■ **CHALLENGE 1**: Return every line of the records that contains the string "hinge", matching case exactly.

■ **TEXT EXTRACT**:
Re: Spark Streaming - Design considerations/Knobs

2015-05-21 Thread Hemant Bhanawat
Honestly, given the length of my email, I didn't expect a reply. :-) Thanks
for reading and replying. However, I have a follow-up question:

I don't think if I understand the block replication completely. Are the
blocks replicated immediately after they are received by the receiver? Or
are they kept on the receiver node only and are moved only on shuffle? Has
the replication something to do with locality.wait?

Thanks,
Hemant

On Thu, May 21, 2015 at 2:21 AM, Tathagata Das t...@databricks.com wrote:

 Correcting the ones that are incorrect or incomplete. BUT this is good
 list for things to remember about Spark Streaming.


 On Wed, May 20, 2015 at 3:40 AM, Hemant Bhanawat hemant9...@gmail.com
 wrote:

 Hi,

 I have compiled a list (from online sources) of knobs/design
 considerations that need to be taken care of by applications running on
 spark streaming. Is my understanding correct?  Any other important design
 consideration that I should take care of?


- A DStream is associated with a single receiver. For attaining read
parallelism multiple receivers i.e. multiple DStreams need to be created.
- A receiver is run within an executor. It occupies one core. Ensure
that there are enough cores for processing after receiver slots are booked
i.e. spark.cores.max should take the receiver slots into account.
- The receivers are allocated to executors in a round robin fashion.
- When data is received from a stream source, receiver creates blocks
of data.  A new block of data is generated every blockInterval
milliseconds. N blocks of data are created during the batchInterval where 
 N
= batchInterval/blockInterval.
- These blocks are distributed by the BlockManager of the current
executor to the block managers of other executors. After that, the Network
Input Tracker running on the driver is informed about the block locations
for further processing.
- A RDD is created on the driver for the blocks created during the
batchInterval. The blocks generated during the batchInterval are 
 partitions
of the RDD. Each partition is a task in spark. blockInterval==
batchinterval would mean that a single partition is created and probably 
 it
is processed locally.

 The map tasks on the blocks are processed in the executors (one that
 received the block, and another where the block was replicated) that has
 the blocks irrespective of block interval, unless non-local scheduling
 kicks in (as you observed next).

■ **CHALLENGE 2**: Reproduce the Spark Streaming thread word for word, from "I have compiled" up to and including "to be created.".

■ **INFORMATION SUPPLIED**:
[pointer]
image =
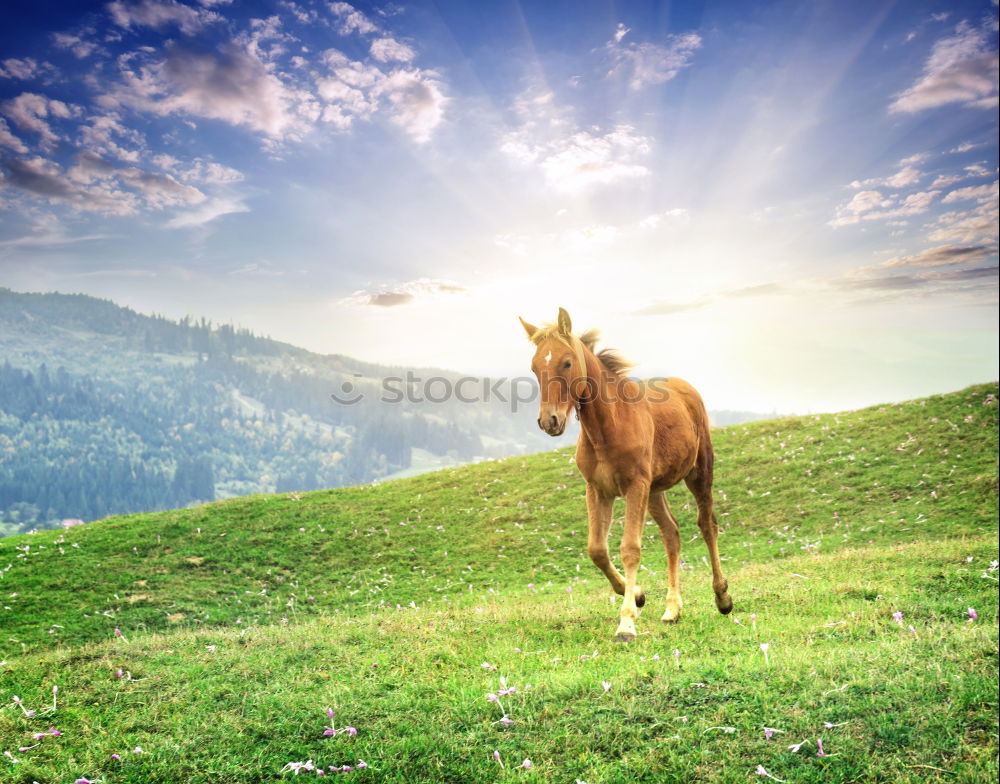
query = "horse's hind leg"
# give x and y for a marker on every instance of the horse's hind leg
(699, 482)
(599, 519)
(671, 536)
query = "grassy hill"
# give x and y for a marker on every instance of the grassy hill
(243, 621)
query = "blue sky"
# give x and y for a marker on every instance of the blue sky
(793, 205)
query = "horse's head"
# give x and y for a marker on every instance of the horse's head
(560, 366)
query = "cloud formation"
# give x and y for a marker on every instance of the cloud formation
(227, 84)
(962, 68)
(648, 63)
(572, 160)
(160, 14)
(404, 293)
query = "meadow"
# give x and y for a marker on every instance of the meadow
(450, 627)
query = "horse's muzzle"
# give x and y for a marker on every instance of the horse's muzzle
(553, 424)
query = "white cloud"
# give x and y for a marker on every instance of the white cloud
(354, 90)
(9, 140)
(941, 256)
(861, 203)
(573, 161)
(159, 14)
(654, 220)
(25, 69)
(977, 192)
(404, 293)
(207, 212)
(47, 179)
(908, 175)
(160, 190)
(230, 85)
(77, 43)
(976, 225)
(417, 100)
(961, 69)
(352, 20)
(100, 133)
(211, 173)
(944, 180)
(965, 147)
(31, 112)
(872, 205)
(649, 63)
(389, 49)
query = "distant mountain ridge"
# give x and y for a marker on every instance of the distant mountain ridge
(107, 411)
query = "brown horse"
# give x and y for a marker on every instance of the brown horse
(636, 440)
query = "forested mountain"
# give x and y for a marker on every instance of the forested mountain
(107, 411)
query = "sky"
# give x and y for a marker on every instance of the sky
(791, 205)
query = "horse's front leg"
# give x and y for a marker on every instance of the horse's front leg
(599, 519)
(636, 500)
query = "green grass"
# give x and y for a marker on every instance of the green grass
(878, 510)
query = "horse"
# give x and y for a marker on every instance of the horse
(637, 440)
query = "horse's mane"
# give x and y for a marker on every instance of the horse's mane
(609, 357)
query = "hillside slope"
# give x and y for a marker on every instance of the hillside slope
(895, 473)
(400, 605)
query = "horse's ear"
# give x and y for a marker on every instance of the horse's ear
(531, 329)
(565, 325)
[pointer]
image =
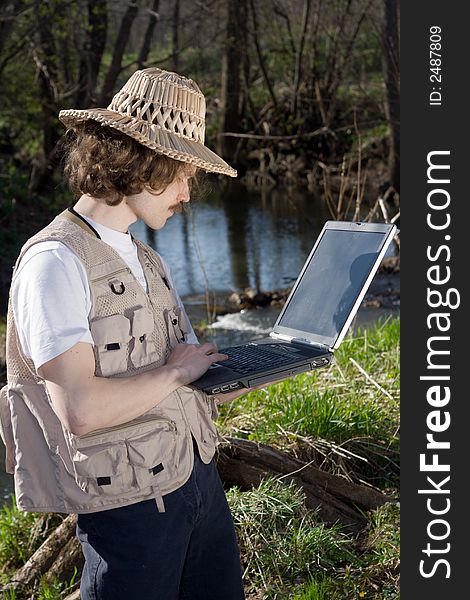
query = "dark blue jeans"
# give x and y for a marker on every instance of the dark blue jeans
(189, 552)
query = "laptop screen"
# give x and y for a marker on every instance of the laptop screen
(331, 282)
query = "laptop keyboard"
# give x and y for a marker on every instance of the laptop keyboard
(251, 358)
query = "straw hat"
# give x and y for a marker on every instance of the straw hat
(161, 110)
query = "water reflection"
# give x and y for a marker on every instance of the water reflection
(237, 238)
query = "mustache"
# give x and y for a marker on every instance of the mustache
(178, 208)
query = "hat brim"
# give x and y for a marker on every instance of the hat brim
(164, 142)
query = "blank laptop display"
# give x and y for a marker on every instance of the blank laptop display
(317, 313)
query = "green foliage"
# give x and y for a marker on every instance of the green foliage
(281, 542)
(21, 533)
(348, 412)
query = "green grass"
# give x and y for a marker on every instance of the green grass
(289, 553)
(347, 421)
(347, 414)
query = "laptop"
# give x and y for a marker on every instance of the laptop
(317, 313)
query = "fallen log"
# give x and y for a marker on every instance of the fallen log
(44, 558)
(244, 464)
(240, 463)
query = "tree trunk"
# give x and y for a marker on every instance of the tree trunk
(45, 556)
(260, 54)
(391, 55)
(241, 463)
(232, 62)
(298, 58)
(147, 42)
(45, 56)
(176, 36)
(116, 62)
(245, 464)
(92, 53)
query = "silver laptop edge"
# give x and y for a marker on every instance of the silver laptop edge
(324, 342)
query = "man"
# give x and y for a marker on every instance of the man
(97, 417)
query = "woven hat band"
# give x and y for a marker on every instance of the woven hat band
(161, 110)
(163, 102)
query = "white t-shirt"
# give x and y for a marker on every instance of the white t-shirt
(51, 297)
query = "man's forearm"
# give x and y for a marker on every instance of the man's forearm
(104, 402)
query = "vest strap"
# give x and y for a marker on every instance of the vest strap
(72, 215)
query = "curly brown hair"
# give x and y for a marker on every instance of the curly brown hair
(105, 163)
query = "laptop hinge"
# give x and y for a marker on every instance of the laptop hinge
(300, 341)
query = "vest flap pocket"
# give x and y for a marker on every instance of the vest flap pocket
(6, 430)
(111, 336)
(101, 460)
(144, 351)
(112, 329)
(123, 459)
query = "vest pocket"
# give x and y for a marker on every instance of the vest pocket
(111, 336)
(125, 459)
(144, 351)
(6, 430)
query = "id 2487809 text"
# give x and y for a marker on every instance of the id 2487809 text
(435, 65)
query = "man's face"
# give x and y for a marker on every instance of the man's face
(154, 209)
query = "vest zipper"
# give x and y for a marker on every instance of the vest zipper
(109, 275)
(121, 428)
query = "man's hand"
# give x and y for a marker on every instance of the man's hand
(192, 360)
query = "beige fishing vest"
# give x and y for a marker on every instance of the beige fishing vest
(133, 331)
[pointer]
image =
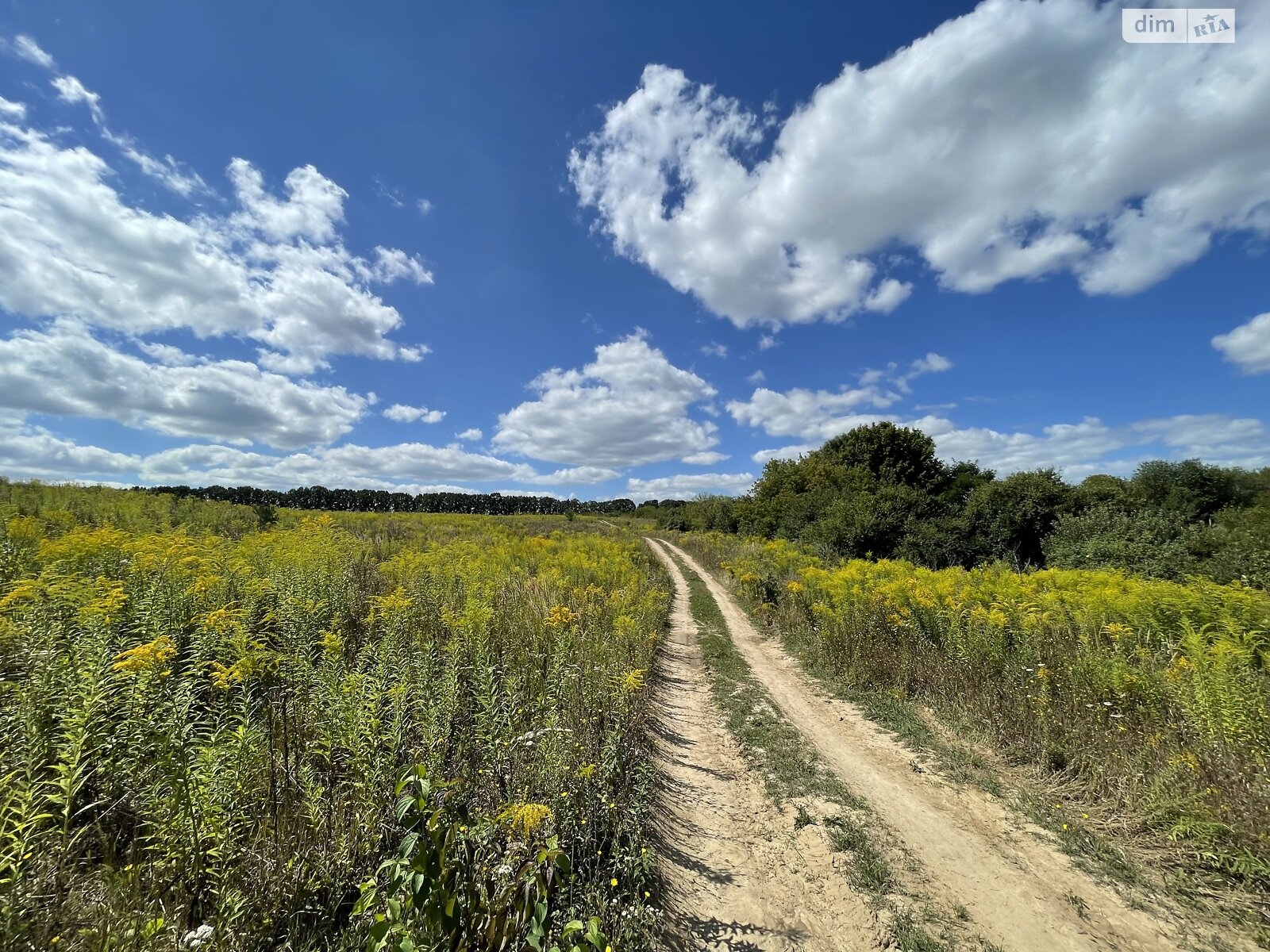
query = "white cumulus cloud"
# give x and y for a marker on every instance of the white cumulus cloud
(67, 371)
(1248, 346)
(629, 406)
(689, 486)
(275, 271)
(1022, 140)
(402, 413)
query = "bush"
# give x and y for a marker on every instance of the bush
(1149, 543)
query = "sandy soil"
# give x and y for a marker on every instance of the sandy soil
(1016, 886)
(738, 875)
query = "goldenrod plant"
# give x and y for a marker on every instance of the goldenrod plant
(221, 736)
(1153, 695)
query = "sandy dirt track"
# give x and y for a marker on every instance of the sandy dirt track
(738, 875)
(1015, 885)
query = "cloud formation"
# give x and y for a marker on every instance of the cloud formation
(400, 413)
(729, 484)
(629, 406)
(67, 371)
(273, 271)
(1248, 346)
(1016, 141)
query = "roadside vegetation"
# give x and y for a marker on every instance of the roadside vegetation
(880, 493)
(1151, 697)
(795, 777)
(235, 727)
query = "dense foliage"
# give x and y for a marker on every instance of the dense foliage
(397, 731)
(1153, 695)
(378, 501)
(879, 492)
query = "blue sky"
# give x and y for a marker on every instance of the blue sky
(622, 251)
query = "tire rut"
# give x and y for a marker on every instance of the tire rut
(737, 873)
(1016, 888)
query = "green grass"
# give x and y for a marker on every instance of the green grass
(791, 768)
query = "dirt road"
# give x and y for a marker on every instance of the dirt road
(738, 875)
(1022, 892)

■ **WRITTEN SOLUTION 1**:
query = "laptop hinge"
# give x and y for a marker on every instance of the laptop hinge

■ **WRITTEN SOLUTION 2**:
I have compiled a list (from online sources) of knobs/design
 considerations that need to be taken care of by applications running on
 spark streaming. Is my understanding correct?  Any other important design
 consideration that I should take care of?


- A DStream is associated with a single receiver. For attaining read
parallelism multiple receivers i.e. multiple DStreams need to be created.